**DIRECTIONS:** Go through the listing and copy every line word for word.

— begin SUPPLIED MATERIAL —

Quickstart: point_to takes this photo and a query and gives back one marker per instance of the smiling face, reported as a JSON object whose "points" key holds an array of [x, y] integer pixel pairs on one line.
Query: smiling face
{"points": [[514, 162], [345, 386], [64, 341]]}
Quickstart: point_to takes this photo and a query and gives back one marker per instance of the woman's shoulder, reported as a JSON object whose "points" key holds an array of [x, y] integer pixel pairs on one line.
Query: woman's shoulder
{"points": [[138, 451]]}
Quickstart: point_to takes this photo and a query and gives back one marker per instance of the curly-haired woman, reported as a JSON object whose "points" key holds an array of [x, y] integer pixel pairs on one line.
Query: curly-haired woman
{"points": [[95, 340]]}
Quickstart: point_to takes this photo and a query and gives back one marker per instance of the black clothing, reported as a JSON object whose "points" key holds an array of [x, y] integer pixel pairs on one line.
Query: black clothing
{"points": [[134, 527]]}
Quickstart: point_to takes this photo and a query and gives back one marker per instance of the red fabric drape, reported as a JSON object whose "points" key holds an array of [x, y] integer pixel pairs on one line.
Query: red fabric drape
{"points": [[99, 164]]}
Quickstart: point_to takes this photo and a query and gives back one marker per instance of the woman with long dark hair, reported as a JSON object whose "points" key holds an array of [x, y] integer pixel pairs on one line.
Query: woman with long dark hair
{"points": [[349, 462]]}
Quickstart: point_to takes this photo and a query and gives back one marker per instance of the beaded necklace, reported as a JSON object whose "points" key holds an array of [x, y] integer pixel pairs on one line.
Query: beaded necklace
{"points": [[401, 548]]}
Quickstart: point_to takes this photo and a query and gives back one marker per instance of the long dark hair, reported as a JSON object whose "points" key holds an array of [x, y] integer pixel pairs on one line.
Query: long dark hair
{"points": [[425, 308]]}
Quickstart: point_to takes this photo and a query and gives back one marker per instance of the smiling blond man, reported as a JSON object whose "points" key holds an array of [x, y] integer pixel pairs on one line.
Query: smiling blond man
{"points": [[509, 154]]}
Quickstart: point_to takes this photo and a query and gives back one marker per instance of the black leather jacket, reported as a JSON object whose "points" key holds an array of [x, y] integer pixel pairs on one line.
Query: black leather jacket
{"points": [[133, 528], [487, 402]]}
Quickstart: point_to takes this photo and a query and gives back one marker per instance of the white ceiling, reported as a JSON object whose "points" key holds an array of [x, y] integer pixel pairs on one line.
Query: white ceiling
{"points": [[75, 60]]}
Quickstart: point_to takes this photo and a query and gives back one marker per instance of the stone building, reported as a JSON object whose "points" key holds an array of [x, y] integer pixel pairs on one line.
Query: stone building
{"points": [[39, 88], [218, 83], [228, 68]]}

— end SUPPLIED MATERIAL —

**EXERCISE ANSWER:**
Quickstart: point_to takes this photo and a query and gives back one marker per instance of the smiling face, reported as a JSON object whose "points" key holds an array of [x, y] integer pixel pairs on one line.
Query: smiling face
{"points": [[514, 162], [345, 386], [64, 341]]}
Quickstart: point_to takes this photo and a query and gives back one marker per instance of the woman's shoulder, reported as a JSON object whose "points" key holds an array of [x, y] integer pixel pairs on one line.
Query: woman's shoulder
{"points": [[138, 451]]}
Quickstart: point_to takes this photo and a query and gives back one marker per instance of the curly-haired woman, reported as a JSON object whose "points" key holds an array of [x, y] integer pixel pairs on one line.
Query: curly-haired woman
{"points": [[95, 340]]}
Quickstart: point_to takes this photo and a query and gives back one marker per instance of the black clothing, reported as a JSON object whose "points" key holds an array of [x, y] integer pixel pairs on one line.
Query: black clothing
{"points": [[134, 527]]}
Quickstart: point_to takes this photo and a query and gives back one marker per instance of the red fabric drape, reported as a JSON object whose "points" key holds an array of [x, y] integer pixel pairs on one line.
Query: red fabric drape
{"points": [[99, 164]]}
Quickstart: point_to takes this photo and a query and gives back one marker per instance of the woman with long dark hair, reported as a JSON object whose "points" key holds an array of [x, y] integer pixel pairs on one line.
Query: woman with long dark hair
{"points": [[349, 462]]}
Quickstart: point_to takes this photo and a query and gives back one marker per instance of the beaded necklace, reported as a JSON object whose "points" key holds an array of [x, y] integer pixel pairs on one line.
Query: beaded necklace
{"points": [[401, 548]]}
Quickstart: point_to takes this photo and a query and gives back one marker per instance of the long dark hair, reported as a JSON object whose "points" key holds an array of [x, y] integer pixel pairs on one line.
Query: long dark hair
{"points": [[425, 308]]}
Quickstart: point_to takes this photo and a query and gives back one marker per instance of the smiling blond man, reported as a JSON object whose "points" key holds an array of [x, y] integer pixel pairs on one line.
Query: smiling blond man
{"points": [[509, 154]]}
Quickstart: point_to takes this photo and a query and gives back one marker per instance of the black leather jacket, reported as a JSON object whose "points" key holds an array of [x, y] integer pixel pairs on one line.
Query: black leather jacket
{"points": [[133, 528], [487, 402]]}
Quickstart: point_to takes this photo and a query and gives back one marker per instance of the white ceiling, reported as a JSON object whose "points" key holds an array of [x, y] integer pixel pairs on one line.
Query: white ceiling
{"points": [[75, 60]]}
Quickstart: point_to takes this photo and a query and gives back one marker per instance of the stone building, reported as a JSON object whose "points" key holds an array of [x, y] integer pixel pairs on one line.
Query: stone building
{"points": [[39, 88], [218, 83], [228, 68]]}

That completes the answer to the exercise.